**Requirements:** Rewrite the part of the listing that runs from its start through the line containing "Target: white blouse" as a JSON list of strings, one string per line and blank lines omitted.

=== Records for this exercise ===

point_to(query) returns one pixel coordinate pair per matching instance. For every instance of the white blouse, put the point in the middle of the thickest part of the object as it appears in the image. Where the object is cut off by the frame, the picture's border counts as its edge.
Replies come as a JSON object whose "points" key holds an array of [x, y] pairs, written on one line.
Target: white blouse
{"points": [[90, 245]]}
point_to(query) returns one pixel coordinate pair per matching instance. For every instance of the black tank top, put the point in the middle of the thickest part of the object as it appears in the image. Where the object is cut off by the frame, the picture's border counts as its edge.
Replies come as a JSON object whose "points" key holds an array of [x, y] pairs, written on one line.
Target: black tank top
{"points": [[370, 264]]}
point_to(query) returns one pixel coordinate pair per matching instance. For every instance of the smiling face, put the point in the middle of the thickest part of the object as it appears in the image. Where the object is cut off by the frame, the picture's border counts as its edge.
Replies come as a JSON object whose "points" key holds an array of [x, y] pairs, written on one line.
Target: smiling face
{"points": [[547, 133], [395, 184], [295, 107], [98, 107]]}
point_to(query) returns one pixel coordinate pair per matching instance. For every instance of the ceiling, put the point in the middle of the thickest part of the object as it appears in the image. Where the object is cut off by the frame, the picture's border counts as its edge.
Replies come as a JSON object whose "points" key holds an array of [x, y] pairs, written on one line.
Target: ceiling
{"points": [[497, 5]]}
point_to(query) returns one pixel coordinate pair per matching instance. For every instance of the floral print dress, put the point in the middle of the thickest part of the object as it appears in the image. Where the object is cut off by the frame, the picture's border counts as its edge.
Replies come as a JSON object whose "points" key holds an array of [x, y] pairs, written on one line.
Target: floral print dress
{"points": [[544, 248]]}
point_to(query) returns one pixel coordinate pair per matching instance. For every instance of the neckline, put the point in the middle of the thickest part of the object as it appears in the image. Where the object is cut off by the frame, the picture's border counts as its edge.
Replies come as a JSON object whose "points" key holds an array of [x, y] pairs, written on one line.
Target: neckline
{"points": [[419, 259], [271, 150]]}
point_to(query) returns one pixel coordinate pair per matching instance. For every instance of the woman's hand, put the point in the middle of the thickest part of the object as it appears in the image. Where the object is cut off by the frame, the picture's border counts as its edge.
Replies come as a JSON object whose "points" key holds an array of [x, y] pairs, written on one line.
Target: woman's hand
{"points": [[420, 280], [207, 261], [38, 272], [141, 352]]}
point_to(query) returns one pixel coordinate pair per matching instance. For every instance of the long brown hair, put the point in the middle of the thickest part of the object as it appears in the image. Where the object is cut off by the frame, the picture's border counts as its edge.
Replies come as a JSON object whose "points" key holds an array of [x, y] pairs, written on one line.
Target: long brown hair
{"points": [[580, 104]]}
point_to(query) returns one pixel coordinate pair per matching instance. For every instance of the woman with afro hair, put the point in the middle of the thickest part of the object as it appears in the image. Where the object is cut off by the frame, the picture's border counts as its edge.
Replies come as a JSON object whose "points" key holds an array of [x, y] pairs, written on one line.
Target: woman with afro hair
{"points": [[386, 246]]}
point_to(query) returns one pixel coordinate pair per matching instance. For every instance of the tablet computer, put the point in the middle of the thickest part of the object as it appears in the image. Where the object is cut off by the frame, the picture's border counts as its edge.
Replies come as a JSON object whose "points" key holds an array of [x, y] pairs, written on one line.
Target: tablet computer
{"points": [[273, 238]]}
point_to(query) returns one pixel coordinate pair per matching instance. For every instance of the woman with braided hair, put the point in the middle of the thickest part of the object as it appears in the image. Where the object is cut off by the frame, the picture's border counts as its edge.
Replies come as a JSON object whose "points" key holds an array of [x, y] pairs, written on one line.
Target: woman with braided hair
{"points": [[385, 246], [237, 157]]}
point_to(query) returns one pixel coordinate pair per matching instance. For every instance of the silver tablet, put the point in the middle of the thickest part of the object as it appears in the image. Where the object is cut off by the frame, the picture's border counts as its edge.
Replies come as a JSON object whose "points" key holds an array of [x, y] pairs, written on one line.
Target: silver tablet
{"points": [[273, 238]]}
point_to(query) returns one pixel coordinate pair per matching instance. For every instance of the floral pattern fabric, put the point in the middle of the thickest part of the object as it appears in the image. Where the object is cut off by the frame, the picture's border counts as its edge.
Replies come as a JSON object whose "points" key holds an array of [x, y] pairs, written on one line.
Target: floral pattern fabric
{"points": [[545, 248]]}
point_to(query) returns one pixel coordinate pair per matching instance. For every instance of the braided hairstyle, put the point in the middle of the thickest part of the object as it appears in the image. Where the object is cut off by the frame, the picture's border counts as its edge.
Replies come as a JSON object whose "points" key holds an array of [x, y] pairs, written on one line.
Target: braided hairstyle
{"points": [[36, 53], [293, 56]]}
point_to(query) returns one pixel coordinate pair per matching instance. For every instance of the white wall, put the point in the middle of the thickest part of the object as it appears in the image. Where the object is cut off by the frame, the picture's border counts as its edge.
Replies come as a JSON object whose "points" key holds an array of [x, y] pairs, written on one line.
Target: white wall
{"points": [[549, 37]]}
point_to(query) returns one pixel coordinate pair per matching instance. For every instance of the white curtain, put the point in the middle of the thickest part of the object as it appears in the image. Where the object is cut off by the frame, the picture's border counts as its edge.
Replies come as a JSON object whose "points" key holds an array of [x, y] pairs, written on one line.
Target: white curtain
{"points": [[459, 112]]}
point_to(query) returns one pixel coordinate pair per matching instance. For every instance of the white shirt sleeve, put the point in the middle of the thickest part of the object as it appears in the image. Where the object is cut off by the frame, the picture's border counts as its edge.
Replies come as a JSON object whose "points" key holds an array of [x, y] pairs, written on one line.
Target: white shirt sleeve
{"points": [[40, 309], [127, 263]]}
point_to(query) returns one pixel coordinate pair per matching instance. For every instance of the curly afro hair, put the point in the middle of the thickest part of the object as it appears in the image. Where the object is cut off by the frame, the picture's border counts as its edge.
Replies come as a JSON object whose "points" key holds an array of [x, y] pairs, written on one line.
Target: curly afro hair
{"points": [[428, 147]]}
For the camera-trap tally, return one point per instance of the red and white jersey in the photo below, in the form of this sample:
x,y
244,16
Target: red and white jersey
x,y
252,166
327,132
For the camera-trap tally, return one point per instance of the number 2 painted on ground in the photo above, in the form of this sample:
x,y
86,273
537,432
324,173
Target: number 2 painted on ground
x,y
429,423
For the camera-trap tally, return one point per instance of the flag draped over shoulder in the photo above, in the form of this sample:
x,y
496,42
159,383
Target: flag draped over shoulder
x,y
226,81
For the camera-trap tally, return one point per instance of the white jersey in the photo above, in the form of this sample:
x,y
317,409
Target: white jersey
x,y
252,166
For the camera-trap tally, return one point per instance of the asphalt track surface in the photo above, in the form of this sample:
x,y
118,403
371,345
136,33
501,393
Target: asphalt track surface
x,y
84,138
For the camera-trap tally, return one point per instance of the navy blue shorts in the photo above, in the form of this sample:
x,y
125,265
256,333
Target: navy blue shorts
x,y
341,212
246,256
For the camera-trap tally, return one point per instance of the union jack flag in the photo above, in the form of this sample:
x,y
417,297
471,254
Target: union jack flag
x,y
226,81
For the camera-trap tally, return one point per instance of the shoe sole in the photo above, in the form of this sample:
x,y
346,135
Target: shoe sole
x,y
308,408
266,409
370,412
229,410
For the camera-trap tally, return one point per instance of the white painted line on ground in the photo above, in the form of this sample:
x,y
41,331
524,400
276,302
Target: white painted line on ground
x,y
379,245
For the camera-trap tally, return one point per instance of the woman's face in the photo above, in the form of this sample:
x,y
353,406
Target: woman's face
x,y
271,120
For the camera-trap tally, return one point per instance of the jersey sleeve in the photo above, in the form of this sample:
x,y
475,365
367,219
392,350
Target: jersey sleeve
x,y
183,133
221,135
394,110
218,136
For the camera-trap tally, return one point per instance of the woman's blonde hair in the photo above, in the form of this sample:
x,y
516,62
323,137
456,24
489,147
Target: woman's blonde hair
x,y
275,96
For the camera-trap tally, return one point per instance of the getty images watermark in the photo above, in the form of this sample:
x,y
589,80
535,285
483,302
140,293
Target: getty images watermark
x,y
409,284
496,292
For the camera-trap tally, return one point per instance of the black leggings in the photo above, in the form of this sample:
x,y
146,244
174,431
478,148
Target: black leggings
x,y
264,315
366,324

===

**Solution below:**
[
  "point_to(query) returns one pixel coordinate pair per matching instance. For every instance of the white blouse, put the point in the middle of the thickest part of the object as it appears in the image. Where the object is cut off by the frame, the picture's border counts as its edge.",
  "Replies come as a JSON object whose \"points\" key holds an array of [x, y] pairs, written on one line.",
  "Target: white blouse"
]